Please read the records below and return each line holding the string "pavement".

(Collected data entries)
####

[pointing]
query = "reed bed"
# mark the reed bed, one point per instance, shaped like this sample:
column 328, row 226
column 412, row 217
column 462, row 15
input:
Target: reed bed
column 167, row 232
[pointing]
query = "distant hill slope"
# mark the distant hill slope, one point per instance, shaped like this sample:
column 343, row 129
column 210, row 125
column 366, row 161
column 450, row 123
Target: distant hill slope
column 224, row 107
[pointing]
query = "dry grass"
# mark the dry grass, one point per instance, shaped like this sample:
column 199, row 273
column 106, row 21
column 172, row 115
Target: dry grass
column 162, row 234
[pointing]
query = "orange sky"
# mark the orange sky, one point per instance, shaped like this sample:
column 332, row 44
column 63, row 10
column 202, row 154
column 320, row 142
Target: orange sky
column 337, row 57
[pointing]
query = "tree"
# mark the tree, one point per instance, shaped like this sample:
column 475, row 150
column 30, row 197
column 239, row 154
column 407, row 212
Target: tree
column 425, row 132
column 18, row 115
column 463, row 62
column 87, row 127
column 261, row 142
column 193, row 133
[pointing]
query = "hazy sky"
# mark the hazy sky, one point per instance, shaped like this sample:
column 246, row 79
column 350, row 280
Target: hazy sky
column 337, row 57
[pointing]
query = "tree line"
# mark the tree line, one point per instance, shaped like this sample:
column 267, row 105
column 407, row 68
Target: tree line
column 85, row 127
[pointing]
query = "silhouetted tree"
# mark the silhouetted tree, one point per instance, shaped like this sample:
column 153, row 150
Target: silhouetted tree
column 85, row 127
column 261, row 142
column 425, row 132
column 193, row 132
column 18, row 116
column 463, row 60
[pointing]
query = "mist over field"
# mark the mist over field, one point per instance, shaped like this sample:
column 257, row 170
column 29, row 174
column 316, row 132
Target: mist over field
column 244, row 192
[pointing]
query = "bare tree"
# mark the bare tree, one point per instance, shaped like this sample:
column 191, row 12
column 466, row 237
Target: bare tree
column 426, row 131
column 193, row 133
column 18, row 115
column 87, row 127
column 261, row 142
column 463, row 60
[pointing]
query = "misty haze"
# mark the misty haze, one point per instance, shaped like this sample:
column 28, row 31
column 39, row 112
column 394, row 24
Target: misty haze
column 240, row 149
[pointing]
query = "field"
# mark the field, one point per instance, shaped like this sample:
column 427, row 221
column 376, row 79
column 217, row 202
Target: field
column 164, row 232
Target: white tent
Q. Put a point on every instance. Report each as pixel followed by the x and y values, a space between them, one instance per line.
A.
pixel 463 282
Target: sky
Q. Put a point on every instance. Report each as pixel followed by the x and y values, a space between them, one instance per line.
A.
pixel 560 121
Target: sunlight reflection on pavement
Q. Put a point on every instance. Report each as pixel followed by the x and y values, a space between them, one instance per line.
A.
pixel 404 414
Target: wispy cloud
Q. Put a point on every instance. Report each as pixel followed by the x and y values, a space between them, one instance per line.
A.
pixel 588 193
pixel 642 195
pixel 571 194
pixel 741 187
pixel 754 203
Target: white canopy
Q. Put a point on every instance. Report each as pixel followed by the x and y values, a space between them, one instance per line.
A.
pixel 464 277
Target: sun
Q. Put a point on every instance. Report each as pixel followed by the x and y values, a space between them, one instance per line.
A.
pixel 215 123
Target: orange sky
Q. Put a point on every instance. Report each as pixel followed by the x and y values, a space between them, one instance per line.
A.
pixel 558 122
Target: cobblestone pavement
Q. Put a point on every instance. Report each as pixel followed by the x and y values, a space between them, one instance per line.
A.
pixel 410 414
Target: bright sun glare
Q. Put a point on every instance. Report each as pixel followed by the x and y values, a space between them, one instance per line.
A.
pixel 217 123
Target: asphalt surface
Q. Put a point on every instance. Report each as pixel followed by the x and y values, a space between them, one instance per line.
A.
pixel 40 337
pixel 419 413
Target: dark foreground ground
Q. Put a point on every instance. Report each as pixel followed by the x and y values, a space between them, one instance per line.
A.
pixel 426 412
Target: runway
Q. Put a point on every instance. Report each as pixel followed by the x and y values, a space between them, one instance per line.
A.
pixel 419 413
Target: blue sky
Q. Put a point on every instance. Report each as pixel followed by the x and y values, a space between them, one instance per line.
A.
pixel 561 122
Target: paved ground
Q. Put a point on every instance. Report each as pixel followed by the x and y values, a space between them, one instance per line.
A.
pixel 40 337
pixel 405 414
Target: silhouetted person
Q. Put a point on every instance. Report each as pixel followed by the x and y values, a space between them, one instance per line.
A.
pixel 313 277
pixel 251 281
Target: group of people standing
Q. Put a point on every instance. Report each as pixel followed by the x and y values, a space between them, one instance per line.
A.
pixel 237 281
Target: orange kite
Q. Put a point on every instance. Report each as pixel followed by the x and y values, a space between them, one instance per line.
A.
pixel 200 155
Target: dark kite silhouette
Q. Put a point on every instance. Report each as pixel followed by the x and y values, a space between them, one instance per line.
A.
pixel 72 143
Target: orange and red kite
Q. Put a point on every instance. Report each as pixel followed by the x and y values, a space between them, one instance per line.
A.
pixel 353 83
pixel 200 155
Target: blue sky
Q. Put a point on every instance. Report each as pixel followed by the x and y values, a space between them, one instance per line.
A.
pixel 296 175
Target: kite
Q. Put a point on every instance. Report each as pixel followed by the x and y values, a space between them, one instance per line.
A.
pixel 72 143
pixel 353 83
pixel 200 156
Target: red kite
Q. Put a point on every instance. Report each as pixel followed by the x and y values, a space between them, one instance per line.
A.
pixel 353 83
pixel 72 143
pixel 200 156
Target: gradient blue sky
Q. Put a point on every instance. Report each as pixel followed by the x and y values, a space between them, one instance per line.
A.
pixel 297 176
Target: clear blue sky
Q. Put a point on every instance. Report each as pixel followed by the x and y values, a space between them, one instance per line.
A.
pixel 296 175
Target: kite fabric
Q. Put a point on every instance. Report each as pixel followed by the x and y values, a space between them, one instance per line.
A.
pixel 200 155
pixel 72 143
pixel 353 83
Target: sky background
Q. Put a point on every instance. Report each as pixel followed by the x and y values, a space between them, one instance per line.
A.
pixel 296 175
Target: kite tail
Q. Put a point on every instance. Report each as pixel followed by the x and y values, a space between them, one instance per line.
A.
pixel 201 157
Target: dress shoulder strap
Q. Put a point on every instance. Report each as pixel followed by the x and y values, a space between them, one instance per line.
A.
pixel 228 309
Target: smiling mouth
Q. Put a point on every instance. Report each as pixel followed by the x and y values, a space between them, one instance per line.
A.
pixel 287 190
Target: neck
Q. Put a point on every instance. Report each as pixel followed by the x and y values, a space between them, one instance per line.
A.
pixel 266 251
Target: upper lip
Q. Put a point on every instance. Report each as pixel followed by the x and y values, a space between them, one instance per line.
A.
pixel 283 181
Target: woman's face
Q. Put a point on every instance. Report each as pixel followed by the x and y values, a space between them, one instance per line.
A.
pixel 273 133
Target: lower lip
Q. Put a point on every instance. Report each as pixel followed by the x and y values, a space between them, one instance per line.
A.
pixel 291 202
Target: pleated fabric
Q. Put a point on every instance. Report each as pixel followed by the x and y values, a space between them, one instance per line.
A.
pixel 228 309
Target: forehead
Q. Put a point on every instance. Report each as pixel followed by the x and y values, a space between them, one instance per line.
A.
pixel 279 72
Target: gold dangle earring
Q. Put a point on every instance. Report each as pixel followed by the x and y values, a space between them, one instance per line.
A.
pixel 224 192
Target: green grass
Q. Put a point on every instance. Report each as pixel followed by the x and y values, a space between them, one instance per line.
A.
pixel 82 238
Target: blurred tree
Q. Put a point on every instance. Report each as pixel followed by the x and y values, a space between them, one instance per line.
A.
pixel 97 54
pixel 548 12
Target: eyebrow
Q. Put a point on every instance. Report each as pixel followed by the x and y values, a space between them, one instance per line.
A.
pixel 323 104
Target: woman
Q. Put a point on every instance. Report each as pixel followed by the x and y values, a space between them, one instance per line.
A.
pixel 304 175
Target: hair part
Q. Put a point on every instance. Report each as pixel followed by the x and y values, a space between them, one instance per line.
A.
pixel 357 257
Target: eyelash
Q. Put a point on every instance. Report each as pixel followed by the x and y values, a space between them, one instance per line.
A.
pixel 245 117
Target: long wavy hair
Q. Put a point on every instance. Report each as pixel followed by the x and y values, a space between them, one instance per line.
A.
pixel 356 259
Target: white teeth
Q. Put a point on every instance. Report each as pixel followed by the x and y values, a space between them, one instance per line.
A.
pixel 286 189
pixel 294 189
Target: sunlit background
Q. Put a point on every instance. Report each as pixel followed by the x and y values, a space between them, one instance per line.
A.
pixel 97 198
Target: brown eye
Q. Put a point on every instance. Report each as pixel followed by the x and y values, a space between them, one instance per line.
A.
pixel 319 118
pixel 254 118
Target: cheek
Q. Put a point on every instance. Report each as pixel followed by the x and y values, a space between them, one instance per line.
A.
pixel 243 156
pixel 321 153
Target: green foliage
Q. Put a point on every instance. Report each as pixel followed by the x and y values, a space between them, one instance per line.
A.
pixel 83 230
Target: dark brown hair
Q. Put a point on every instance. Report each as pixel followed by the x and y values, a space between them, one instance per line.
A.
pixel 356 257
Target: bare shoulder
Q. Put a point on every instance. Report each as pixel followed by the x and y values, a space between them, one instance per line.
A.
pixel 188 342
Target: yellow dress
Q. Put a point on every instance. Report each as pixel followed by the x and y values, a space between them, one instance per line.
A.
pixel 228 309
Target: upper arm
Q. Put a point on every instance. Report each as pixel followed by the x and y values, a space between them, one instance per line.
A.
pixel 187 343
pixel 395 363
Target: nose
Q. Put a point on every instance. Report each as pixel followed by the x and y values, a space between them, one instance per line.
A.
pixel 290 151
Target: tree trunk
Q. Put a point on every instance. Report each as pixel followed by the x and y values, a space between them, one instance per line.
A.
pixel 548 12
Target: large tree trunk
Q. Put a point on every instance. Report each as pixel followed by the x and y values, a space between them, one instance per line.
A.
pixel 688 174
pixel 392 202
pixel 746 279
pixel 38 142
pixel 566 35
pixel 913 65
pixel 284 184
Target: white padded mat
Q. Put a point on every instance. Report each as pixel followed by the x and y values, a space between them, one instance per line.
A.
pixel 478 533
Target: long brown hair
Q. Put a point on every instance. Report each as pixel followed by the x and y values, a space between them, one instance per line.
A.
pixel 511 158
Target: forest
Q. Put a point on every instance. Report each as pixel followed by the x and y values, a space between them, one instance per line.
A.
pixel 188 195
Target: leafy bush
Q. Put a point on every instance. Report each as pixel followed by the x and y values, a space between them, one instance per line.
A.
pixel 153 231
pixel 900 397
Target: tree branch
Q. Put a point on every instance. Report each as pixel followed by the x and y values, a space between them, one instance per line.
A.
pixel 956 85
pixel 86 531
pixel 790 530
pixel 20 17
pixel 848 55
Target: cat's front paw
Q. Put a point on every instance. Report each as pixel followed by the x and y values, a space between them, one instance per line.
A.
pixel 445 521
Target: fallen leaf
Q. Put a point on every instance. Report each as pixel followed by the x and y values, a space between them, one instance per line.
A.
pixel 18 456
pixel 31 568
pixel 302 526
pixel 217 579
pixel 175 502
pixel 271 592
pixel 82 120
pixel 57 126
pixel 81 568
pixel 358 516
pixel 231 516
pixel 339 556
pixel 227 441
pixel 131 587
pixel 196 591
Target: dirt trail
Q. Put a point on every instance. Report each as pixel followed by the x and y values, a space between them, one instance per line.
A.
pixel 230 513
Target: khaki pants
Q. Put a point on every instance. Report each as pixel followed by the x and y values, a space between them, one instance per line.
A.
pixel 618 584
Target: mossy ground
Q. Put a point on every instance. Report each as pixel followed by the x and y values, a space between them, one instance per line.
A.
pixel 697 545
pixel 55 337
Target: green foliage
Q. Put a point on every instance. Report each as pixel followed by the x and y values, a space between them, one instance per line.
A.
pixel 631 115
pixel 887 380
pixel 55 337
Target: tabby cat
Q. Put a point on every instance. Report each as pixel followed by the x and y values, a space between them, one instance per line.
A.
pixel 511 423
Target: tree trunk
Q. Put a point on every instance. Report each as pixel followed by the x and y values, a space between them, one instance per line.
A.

####

Task output:
Target: sunlight reflection on pavement
Target: cobblestone pavement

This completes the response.